[Brief] Copy each line below that contains "green".

[Input records]
━━━━━━━━━━━━━━━━

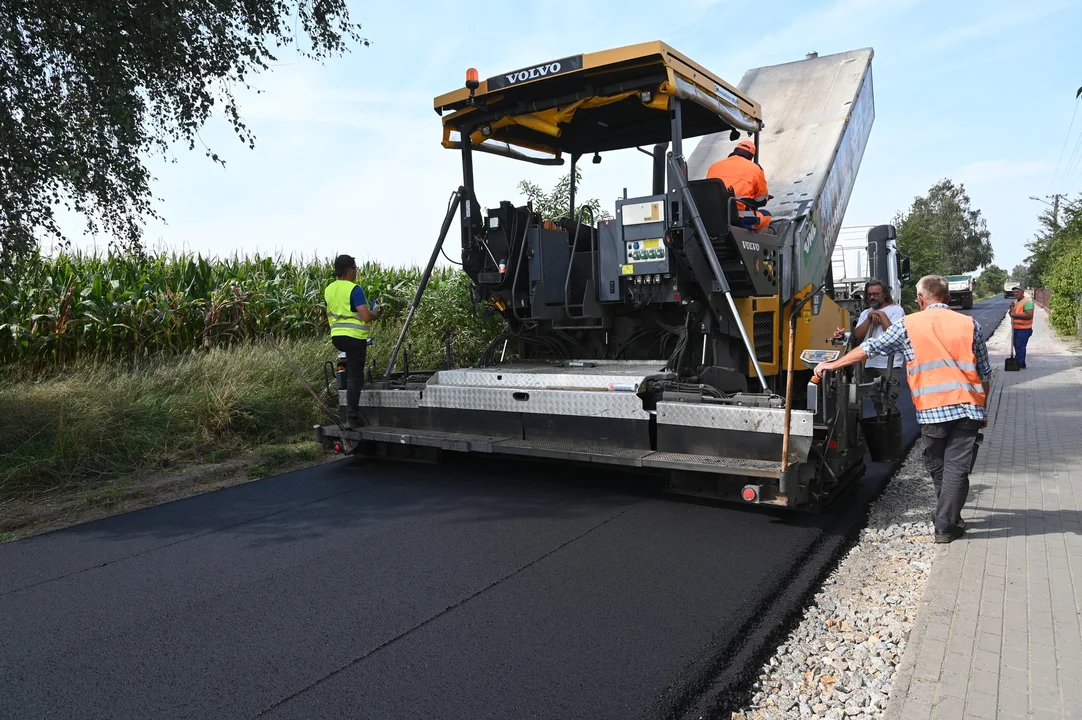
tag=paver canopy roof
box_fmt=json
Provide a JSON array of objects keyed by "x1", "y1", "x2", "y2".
[{"x1": 433, "y1": 41, "x2": 763, "y2": 161}]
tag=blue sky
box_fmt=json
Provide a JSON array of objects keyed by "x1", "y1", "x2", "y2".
[{"x1": 57, "y1": 0, "x2": 1082, "y2": 275}]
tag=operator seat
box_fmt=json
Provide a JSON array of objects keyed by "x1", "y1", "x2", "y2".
[
  {"x1": 687, "y1": 178, "x2": 755, "y2": 294},
  {"x1": 687, "y1": 178, "x2": 735, "y2": 240}
]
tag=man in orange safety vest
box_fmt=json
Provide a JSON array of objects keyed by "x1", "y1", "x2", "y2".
[
  {"x1": 705, "y1": 139, "x2": 772, "y2": 232},
  {"x1": 1009, "y1": 286, "x2": 1034, "y2": 368},
  {"x1": 813, "y1": 275, "x2": 992, "y2": 544}
]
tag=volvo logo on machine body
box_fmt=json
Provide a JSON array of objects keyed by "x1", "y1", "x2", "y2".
[
  {"x1": 487, "y1": 55, "x2": 584, "y2": 90},
  {"x1": 742, "y1": 240, "x2": 761, "y2": 252}
]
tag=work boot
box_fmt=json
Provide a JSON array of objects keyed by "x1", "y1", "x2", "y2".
[
  {"x1": 344, "y1": 416, "x2": 363, "y2": 430},
  {"x1": 934, "y1": 526, "x2": 965, "y2": 544},
  {"x1": 931, "y1": 512, "x2": 966, "y2": 530}
]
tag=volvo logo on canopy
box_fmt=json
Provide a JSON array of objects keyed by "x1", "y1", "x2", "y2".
[{"x1": 487, "y1": 55, "x2": 584, "y2": 90}]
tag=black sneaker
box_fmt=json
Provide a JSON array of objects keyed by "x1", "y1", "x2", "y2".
[
  {"x1": 344, "y1": 417, "x2": 363, "y2": 430},
  {"x1": 935, "y1": 526, "x2": 965, "y2": 544},
  {"x1": 931, "y1": 512, "x2": 966, "y2": 530}
]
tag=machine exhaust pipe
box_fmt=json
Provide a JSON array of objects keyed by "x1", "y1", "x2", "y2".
[{"x1": 652, "y1": 143, "x2": 667, "y2": 195}]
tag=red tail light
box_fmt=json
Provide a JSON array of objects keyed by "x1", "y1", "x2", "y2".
[{"x1": 333, "y1": 442, "x2": 343, "y2": 454}]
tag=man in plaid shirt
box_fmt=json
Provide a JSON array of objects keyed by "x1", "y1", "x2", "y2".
[{"x1": 815, "y1": 275, "x2": 991, "y2": 543}]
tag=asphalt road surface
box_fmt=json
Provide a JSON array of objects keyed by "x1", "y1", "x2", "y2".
[{"x1": 0, "y1": 299, "x2": 1010, "y2": 720}]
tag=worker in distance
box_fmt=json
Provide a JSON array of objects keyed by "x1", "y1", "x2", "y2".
[
  {"x1": 814, "y1": 275, "x2": 991, "y2": 544},
  {"x1": 324, "y1": 254, "x2": 381, "y2": 429},
  {"x1": 705, "y1": 139, "x2": 772, "y2": 232},
  {"x1": 1008, "y1": 286, "x2": 1034, "y2": 369}
]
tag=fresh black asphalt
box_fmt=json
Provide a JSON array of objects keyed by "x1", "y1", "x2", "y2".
[{"x1": 0, "y1": 298, "x2": 1011, "y2": 720}]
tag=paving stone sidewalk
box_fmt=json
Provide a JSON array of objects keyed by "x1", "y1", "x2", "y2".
[{"x1": 884, "y1": 306, "x2": 1082, "y2": 720}]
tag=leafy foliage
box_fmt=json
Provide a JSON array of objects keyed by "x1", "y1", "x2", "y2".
[
  {"x1": 1023, "y1": 200, "x2": 1081, "y2": 287},
  {"x1": 517, "y1": 169, "x2": 613, "y2": 223},
  {"x1": 1026, "y1": 196, "x2": 1082, "y2": 335},
  {"x1": 1010, "y1": 263, "x2": 1036, "y2": 290},
  {"x1": 0, "y1": 251, "x2": 505, "y2": 371},
  {"x1": 975, "y1": 265, "x2": 1008, "y2": 298},
  {"x1": 893, "y1": 178, "x2": 994, "y2": 307},
  {"x1": 0, "y1": 1, "x2": 368, "y2": 266}
]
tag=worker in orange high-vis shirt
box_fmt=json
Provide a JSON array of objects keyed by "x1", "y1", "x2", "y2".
[
  {"x1": 1009, "y1": 286, "x2": 1034, "y2": 368},
  {"x1": 814, "y1": 275, "x2": 991, "y2": 544},
  {"x1": 705, "y1": 139, "x2": 772, "y2": 231}
]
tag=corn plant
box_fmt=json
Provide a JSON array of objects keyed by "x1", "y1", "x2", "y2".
[{"x1": 0, "y1": 250, "x2": 506, "y2": 371}]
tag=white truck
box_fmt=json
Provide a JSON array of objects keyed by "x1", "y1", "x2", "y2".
[
  {"x1": 946, "y1": 275, "x2": 974, "y2": 309},
  {"x1": 830, "y1": 224, "x2": 910, "y2": 304}
]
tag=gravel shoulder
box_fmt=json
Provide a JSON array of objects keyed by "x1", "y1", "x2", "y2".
[{"x1": 729, "y1": 447, "x2": 936, "y2": 720}]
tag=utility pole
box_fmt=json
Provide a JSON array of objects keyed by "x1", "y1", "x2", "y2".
[{"x1": 1029, "y1": 194, "x2": 1065, "y2": 230}]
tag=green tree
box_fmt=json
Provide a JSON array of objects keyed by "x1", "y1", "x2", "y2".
[
  {"x1": 1, "y1": 1, "x2": 368, "y2": 267},
  {"x1": 517, "y1": 169, "x2": 613, "y2": 223},
  {"x1": 894, "y1": 178, "x2": 994, "y2": 307},
  {"x1": 1027, "y1": 196, "x2": 1082, "y2": 335},
  {"x1": 1010, "y1": 263, "x2": 1035, "y2": 290},
  {"x1": 975, "y1": 264, "x2": 1008, "y2": 298},
  {"x1": 1023, "y1": 202, "x2": 1080, "y2": 286}
]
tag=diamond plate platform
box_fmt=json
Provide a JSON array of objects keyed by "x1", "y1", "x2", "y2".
[
  {"x1": 430, "y1": 360, "x2": 675, "y2": 390},
  {"x1": 419, "y1": 385, "x2": 650, "y2": 420},
  {"x1": 656, "y1": 401, "x2": 813, "y2": 435}
]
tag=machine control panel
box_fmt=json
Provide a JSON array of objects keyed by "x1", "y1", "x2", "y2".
[
  {"x1": 597, "y1": 193, "x2": 672, "y2": 303},
  {"x1": 799, "y1": 349, "x2": 841, "y2": 368},
  {"x1": 624, "y1": 238, "x2": 667, "y2": 264}
]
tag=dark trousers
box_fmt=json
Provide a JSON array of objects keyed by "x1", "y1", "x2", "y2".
[
  {"x1": 1013, "y1": 328, "x2": 1032, "y2": 366},
  {"x1": 921, "y1": 418, "x2": 982, "y2": 532},
  {"x1": 332, "y1": 336, "x2": 368, "y2": 422}
]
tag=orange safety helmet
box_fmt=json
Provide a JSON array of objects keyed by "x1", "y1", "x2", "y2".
[{"x1": 735, "y1": 139, "x2": 757, "y2": 157}]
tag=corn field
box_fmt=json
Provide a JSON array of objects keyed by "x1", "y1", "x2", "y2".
[{"x1": 0, "y1": 251, "x2": 506, "y2": 371}]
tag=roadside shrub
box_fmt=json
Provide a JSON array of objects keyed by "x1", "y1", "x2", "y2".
[{"x1": 1044, "y1": 245, "x2": 1082, "y2": 336}]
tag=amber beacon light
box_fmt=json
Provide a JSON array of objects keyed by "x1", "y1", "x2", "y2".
[{"x1": 465, "y1": 68, "x2": 479, "y2": 90}]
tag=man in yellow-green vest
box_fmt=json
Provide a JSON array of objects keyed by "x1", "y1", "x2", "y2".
[{"x1": 326, "y1": 254, "x2": 380, "y2": 428}]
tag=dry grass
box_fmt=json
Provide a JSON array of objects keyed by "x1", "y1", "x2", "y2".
[{"x1": 0, "y1": 338, "x2": 333, "y2": 503}]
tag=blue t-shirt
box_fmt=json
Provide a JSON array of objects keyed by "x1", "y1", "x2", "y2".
[{"x1": 349, "y1": 285, "x2": 367, "y2": 312}]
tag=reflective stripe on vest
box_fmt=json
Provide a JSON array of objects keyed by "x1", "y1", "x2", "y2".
[
  {"x1": 1012, "y1": 299, "x2": 1033, "y2": 330},
  {"x1": 324, "y1": 280, "x2": 370, "y2": 340},
  {"x1": 904, "y1": 308, "x2": 985, "y2": 412}
]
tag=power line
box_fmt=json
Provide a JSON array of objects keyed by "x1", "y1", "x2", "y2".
[
  {"x1": 1057, "y1": 110, "x2": 1082, "y2": 196},
  {"x1": 1049, "y1": 96, "x2": 1079, "y2": 192},
  {"x1": 1063, "y1": 138, "x2": 1082, "y2": 195}
]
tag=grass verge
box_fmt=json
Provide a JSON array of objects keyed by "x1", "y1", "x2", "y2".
[{"x1": 0, "y1": 337, "x2": 342, "y2": 541}]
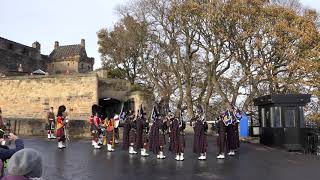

━━━━━━━━━━━━━━━━

[Result of the exercise]
tag=green tree
tag=man in yellow-green vest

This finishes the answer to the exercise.